RECORDS TO PROCESS below:
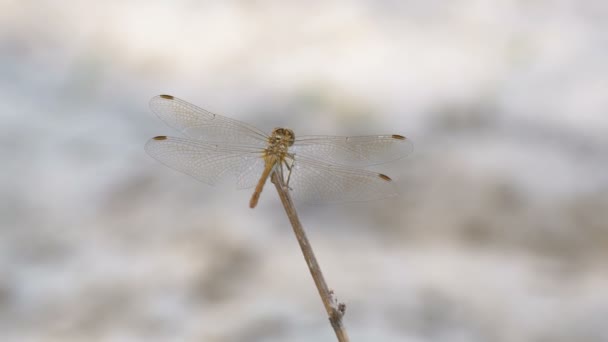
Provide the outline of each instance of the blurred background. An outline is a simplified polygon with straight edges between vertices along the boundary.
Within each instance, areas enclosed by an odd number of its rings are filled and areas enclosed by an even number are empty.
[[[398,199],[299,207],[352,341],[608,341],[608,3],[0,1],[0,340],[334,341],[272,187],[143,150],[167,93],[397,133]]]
End of RECORDS TO PROCESS.
RECORDS TO PROCESS below:
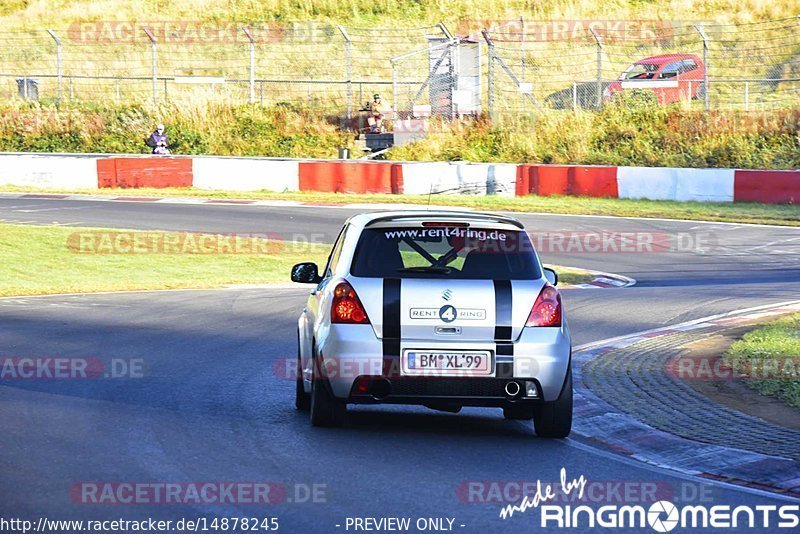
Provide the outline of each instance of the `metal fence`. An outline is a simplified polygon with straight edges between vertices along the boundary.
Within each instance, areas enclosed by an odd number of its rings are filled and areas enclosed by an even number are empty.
End of RECORDS TO PROCESS.
RECORDS TO PROCESS below:
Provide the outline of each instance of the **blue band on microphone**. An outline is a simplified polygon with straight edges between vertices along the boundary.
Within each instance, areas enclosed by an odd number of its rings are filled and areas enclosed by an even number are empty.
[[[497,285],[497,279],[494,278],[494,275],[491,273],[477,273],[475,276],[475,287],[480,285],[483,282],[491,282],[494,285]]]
End of RECORDS TO PROCESS.
WORK ORDER:
Working through the data above, find every line holding "simplified" and copy it.

RESPONSE:
Provide the outline of each instance of the blurred background. An outline is a simplified polygon with straight edges between vertices along the boundary.
Provide the outline of each instance of the `metal fence`. An outline is a simplified polygon with straight edges between vertices along the boundary.
Provide the outline of each instance of the **blue band on microphone**. An outline is a simplified polygon with straight edges between vertices along the boundary.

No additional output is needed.